_Prompt:_ Reproduce in full, word for word, the passage below about hope, black history, and white supremacy.

--- Document segment ---

I am no way optimistic, but I remain a prisoner of hope. (pg. 41)

The very discovery that black people are human beings is a new one. This question of what it means to be human affects each and every one of us. Thats why all of us have so much at stake in black history. (pg. 43)

If you view America from the Jamestown Colony, America is a corporation before it’s a country. If it’s a corporation before it is a country, then white supremacy is married to capitalism. Therefore, white supremacy is something that is so deeply grounded in white greed, hatred, and fear that it constitutes the very foundation for what became a precious experiment in democracy called the U.S.A. … Brother Barak Obama refers to “…this nation’s original sin of slavery.” No, the original sin was the dispossession, subjugation, and near extermination of the indigenous people prior to the founding of the United States. We must never allow black suffering to blind us to other people’s suffering — in this case, our American Indian brothers and sisters, and especially their precious babies.

White supremacy — now that’s the real original sin that grounds American Indian and African oppression. That’s the precondition for a nation that could then be founded on the exploitation, subjugation, and hatred of African people. (pg. 45-46)

--- Data section ---

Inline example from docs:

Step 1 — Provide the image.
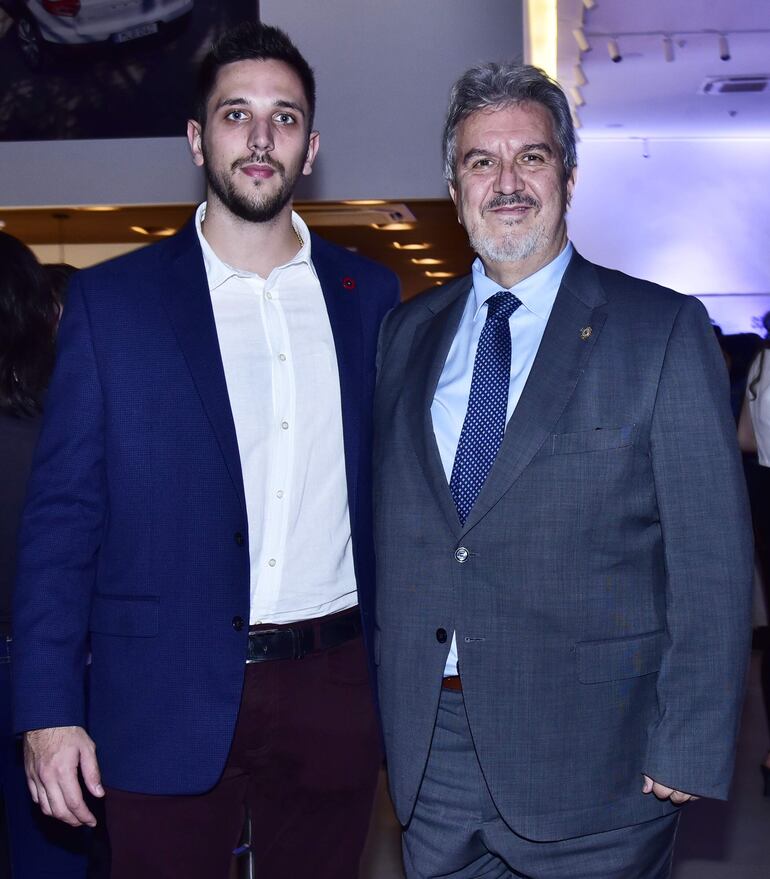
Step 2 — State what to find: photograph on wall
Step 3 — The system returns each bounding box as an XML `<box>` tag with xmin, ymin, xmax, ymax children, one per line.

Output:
<box><xmin>0</xmin><ymin>0</ymin><xmax>258</xmax><ymax>141</ymax></box>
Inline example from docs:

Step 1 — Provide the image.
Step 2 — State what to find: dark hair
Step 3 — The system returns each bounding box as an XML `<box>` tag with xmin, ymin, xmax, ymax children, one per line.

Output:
<box><xmin>0</xmin><ymin>232</ymin><xmax>59</xmax><ymax>415</ymax></box>
<box><xmin>195</xmin><ymin>21</ymin><xmax>315</xmax><ymax>132</ymax></box>
<box><xmin>442</xmin><ymin>62</ymin><xmax>577</xmax><ymax>183</ymax></box>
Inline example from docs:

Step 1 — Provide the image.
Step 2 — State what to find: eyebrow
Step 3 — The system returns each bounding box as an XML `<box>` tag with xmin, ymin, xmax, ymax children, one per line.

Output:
<box><xmin>217</xmin><ymin>98</ymin><xmax>305</xmax><ymax>117</ymax></box>
<box><xmin>463</xmin><ymin>143</ymin><xmax>554</xmax><ymax>165</ymax></box>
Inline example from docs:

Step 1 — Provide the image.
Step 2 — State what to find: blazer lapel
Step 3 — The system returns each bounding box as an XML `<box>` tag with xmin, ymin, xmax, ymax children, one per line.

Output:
<box><xmin>164</xmin><ymin>221</ymin><xmax>246</xmax><ymax>516</ymax></box>
<box><xmin>404</xmin><ymin>275</ymin><xmax>471</xmax><ymax>536</ymax></box>
<box><xmin>464</xmin><ymin>252</ymin><xmax>607</xmax><ymax>531</ymax></box>
<box><xmin>312</xmin><ymin>235</ymin><xmax>364</xmax><ymax>522</ymax></box>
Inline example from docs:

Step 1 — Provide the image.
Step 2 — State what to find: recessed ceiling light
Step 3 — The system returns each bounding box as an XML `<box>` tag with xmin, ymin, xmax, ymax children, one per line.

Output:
<box><xmin>391</xmin><ymin>241</ymin><xmax>431</xmax><ymax>250</ymax></box>
<box><xmin>131</xmin><ymin>226</ymin><xmax>176</xmax><ymax>238</ymax></box>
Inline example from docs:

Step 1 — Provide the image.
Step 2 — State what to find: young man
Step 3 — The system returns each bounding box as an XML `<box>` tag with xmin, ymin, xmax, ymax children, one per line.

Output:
<box><xmin>15</xmin><ymin>24</ymin><xmax>397</xmax><ymax>879</ymax></box>
<box><xmin>375</xmin><ymin>64</ymin><xmax>752</xmax><ymax>879</ymax></box>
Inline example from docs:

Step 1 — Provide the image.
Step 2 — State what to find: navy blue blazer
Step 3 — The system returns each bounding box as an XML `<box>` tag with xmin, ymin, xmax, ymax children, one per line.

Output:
<box><xmin>14</xmin><ymin>217</ymin><xmax>398</xmax><ymax>794</ymax></box>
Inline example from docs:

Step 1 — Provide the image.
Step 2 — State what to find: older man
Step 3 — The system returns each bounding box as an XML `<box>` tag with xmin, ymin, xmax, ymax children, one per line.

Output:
<box><xmin>375</xmin><ymin>64</ymin><xmax>752</xmax><ymax>879</ymax></box>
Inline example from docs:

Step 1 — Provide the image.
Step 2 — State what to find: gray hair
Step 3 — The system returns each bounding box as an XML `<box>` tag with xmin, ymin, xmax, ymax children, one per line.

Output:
<box><xmin>442</xmin><ymin>62</ymin><xmax>577</xmax><ymax>183</ymax></box>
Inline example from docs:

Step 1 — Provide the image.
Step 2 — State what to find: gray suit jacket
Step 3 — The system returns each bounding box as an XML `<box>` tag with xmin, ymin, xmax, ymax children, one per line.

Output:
<box><xmin>374</xmin><ymin>248</ymin><xmax>752</xmax><ymax>840</ymax></box>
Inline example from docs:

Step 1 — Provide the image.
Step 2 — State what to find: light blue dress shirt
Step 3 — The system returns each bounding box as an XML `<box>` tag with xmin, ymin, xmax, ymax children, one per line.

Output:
<box><xmin>430</xmin><ymin>242</ymin><xmax>572</xmax><ymax>675</ymax></box>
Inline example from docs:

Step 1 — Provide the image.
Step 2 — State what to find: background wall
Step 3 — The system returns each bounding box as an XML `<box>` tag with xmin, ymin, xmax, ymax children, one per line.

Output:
<box><xmin>0</xmin><ymin>0</ymin><xmax>523</xmax><ymax>206</ymax></box>
<box><xmin>569</xmin><ymin>140</ymin><xmax>770</xmax><ymax>333</ymax></box>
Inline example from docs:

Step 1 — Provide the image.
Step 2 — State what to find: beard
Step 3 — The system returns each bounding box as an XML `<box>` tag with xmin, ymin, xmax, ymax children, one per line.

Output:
<box><xmin>203</xmin><ymin>149</ymin><xmax>302</xmax><ymax>223</ymax></box>
<box><xmin>466</xmin><ymin>194</ymin><xmax>550</xmax><ymax>262</ymax></box>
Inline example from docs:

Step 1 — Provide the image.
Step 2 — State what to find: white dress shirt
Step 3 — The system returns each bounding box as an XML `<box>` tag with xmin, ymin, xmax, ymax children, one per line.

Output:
<box><xmin>195</xmin><ymin>203</ymin><xmax>358</xmax><ymax>625</ymax></box>
<box><xmin>430</xmin><ymin>242</ymin><xmax>572</xmax><ymax>675</ymax></box>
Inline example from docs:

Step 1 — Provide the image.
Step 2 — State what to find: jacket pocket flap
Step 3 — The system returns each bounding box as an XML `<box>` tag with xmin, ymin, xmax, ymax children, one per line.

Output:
<box><xmin>546</xmin><ymin>424</ymin><xmax>634</xmax><ymax>455</ymax></box>
<box><xmin>90</xmin><ymin>595</ymin><xmax>159</xmax><ymax>638</ymax></box>
<box><xmin>575</xmin><ymin>629</ymin><xmax>666</xmax><ymax>684</ymax></box>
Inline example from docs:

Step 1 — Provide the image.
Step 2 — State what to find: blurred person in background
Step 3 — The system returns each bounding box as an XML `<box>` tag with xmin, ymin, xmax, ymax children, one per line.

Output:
<box><xmin>738</xmin><ymin>311</ymin><xmax>770</xmax><ymax>797</ymax></box>
<box><xmin>0</xmin><ymin>232</ymin><xmax>89</xmax><ymax>879</ymax></box>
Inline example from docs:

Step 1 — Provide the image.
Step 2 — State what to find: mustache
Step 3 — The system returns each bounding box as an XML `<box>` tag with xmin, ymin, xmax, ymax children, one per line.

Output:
<box><xmin>230</xmin><ymin>153</ymin><xmax>286</xmax><ymax>174</ymax></box>
<box><xmin>484</xmin><ymin>192</ymin><xmax>540</xmax><ymax>211</ymax></box>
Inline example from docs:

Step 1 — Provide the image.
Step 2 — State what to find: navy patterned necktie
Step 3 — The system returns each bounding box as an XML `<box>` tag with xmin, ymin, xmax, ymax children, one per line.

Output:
<box><xmin>449</xmin><ymin>290</ymin><xmax>521</xmax><ymax>525</ymax></box>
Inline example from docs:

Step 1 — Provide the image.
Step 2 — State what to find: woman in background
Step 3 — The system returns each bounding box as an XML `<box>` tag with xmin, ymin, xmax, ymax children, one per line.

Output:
<box><xmin>738</xmin><ymin>311</ymin><xmax>770</xmax><ymax>797</ymax></box>
<box><xmin>0</xmin><ymin>232</ymin><xmax>89</xmax><ymax>879</ymax></box>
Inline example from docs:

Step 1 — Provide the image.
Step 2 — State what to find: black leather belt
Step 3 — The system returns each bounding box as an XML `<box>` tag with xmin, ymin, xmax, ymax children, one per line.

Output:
<box><xmin>246</xmin><ymin>607</ymin><xmax>361</xmax><ymax>663</ymax></box>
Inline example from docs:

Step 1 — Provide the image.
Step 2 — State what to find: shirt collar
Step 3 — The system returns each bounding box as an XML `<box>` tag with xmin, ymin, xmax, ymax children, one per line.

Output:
<box><xmin>195</xmin><ymin>201</ymin><xmax>318</xmax><ymax>290</ymax></box>
<box><xmin>471</xmin><ymin>241</ymin><xmax>573</xmax><ymax>321</ymax></box>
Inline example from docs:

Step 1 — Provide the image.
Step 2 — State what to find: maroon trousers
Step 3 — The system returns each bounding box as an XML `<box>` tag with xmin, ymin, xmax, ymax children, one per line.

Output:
<box><xmin>106</xmin><ymin>637</ymin><xmax>380</xmax><ymax>879</ymax></box>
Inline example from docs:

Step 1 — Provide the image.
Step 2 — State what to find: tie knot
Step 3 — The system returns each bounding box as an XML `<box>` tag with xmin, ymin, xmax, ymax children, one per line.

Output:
<box><xmin>487</xmin><ymin>290</ymin><xmax>521</xmax><ymax>320</ymax></box>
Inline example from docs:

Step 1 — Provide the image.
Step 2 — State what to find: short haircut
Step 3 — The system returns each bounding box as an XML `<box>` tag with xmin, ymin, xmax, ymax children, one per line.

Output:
<box><xmin>195</xmin><ymin>21</ymin><xmax>315</xmax><ymax>132</ymax></box>
<box><xmin>442</xmin><ymin>62</ymin><xmax>577</xmax><ymax>184</ymax></box>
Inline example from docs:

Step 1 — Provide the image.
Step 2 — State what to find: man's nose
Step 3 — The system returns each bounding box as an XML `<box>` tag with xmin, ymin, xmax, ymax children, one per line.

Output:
<box><xmin>495</xmin><ymin>162</ymin><xmax>524</xmax><ymax>195</ymax></box>
<box><xmin>248</xmin><ymin>119</ymin><xmax>274</xmax><ymax>152</ymax></box>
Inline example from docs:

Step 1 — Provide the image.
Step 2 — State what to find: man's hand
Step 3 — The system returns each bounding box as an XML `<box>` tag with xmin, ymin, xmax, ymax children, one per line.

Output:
<box><xmin>642</xmin><ymin>775</ymin><xmax>698</xmax><ymax>806</ymax></box>
<box><xmin>24</xmin><ymin>726</ymin><xmax>104</xmax><ymax>827</ymax></box>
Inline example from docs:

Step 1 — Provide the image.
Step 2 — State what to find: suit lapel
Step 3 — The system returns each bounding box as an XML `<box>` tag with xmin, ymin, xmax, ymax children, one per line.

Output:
<box><xmin>464</xmin><ymin>252</ymin><xmax>606</xmax><ymax>531</ymax></box>
<box><xmin>161</xmin><ymin>221</ymin><xmax>246</xmax><ymax>516</ymax></box>
<box><xmin>404</xmin><ymin>275</ymin><xmax>471</xmax><ymax>536</ymax></box>
<box><xmin>312</xmin><ymin>235</ymin><xmax>364</xmax><ymax>523</ymax></box>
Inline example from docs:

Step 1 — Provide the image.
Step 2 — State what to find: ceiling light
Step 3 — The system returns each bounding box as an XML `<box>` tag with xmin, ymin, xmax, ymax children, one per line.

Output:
<box><xmin>391</xmin><ymin>241</ymin><xmax>431</xmax><ymax>250</ymax></box>
<box><xmin>572</xmin><ymin>27</ymin><xmax>591</xmax><ymax>52</ymax></box>
<box><xmin>131</xmin><ymin>226</ymin><xmax>176</xmax><ymax>238</ymax></box>
<box><xmin>719</xmin><ymin>34</ymin><xmax>730</xmax><ymax>61</ymax></box>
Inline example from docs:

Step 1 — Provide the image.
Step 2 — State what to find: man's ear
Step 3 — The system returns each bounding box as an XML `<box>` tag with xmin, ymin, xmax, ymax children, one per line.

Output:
<box><xmin>302</xmin><ymin>131</ymin><xmax>321</xmax><ymax>177</ymax></box>
<box><xmin>187</xmin><ymin>119</ymin><xmax>203</xmax><ymax>168</ymax></box>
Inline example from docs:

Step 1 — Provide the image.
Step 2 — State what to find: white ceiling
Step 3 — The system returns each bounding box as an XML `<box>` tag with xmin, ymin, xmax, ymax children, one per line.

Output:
<box><xmin>559</xmin><ymin>0</ymin><xmax>770</xmax><ymax>140</ymax></box>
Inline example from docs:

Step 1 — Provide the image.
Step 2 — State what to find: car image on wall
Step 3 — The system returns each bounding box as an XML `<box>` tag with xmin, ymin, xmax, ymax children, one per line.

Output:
<box><xmin>9</xmin><ymin>0</ymin><xmax>194</xmax><ymax>70</ymax></box>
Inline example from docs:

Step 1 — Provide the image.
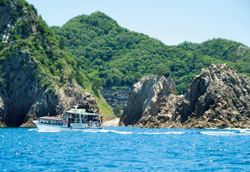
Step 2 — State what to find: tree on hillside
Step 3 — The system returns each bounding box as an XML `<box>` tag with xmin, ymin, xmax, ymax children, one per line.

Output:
<box><xmin>115</xmin><ymin>105</ymin><xmax>121</xmax><ymax>116</ymax></box>
<box><xmin>59</xmin><ymin>36</ymin><xmax>65</xmax><ymax>50</ymax></box>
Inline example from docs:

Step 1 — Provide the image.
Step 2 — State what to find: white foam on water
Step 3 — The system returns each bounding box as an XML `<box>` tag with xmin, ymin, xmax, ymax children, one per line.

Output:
<box><xmin>38</xmin><ymin>129</ymin><xmax>60</xmax><ymax>133</ymax></box>
<box><xmin>82</xmin><ymin>129</ymin><xmax>109</xmax><ymax>133</ymax></box>
<box><xmin>109</xmin><ymin>130</ymin><xmax>134</xmax><ymax>134</ymax></box>
<box><xmin>137</xmin><ymin>132</ymin><xmax>164</xmax><ymax>134</ymax></box>
<box><xmin>137</xmin><ymin>132</ymin><xmax>184</xmax><ymax>134</ymax></box>
<box><xmin>200</xmin><ymin>131</ymin><xmax>236</xmax><ymax>136</ymax></box>
<box><xmin>28</xmin><ymin>128</ymin><xmax>37</xmax><ymax>131</ymax></box>
<box><xmin>164</xmin><ymin>132</ymin><xmax>184</xmax><ymax>134</ymax></box>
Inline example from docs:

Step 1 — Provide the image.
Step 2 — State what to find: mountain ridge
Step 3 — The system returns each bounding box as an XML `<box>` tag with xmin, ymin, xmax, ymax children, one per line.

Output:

---

_Result:_
I am no way optimistic, but I remain a prisoner of hope. (pg. 41)

The very discovery that black people are human beings is a new one. This question of what it means to be human affects each and every one of us. Thats why all of us have so much at stake in black history. (pg. 43)

If you view America from the Jamestown Colony, America is a corporation before it’s a country. If it’s a corporation before it is a country, then white supremacy is married to capitalism. Therefore, white supremacy is something that is so deeply grounded in white greed, hatred, and fear that it constitutes the very foundation for what became a precious experiment in democracy called the U.S.A. … Brother Barak Obama refers to “…this nation’s original sin of slavery.” No, the original sin was the dispossession, subjugation, and near extermination of the indigenous people prior to the founding of the United States. We must never allow black suffering to blind us to other people’s suffering — in this case, our American Indian brothers and sisters, and especially their precious babies.

White supremacy — now that’s the real original sin that grounds American Indian and African oppression. That’s the precondition for a nation that could then be founded on the exploitation, subjugation, and hatred of African people. (pg. 45-46)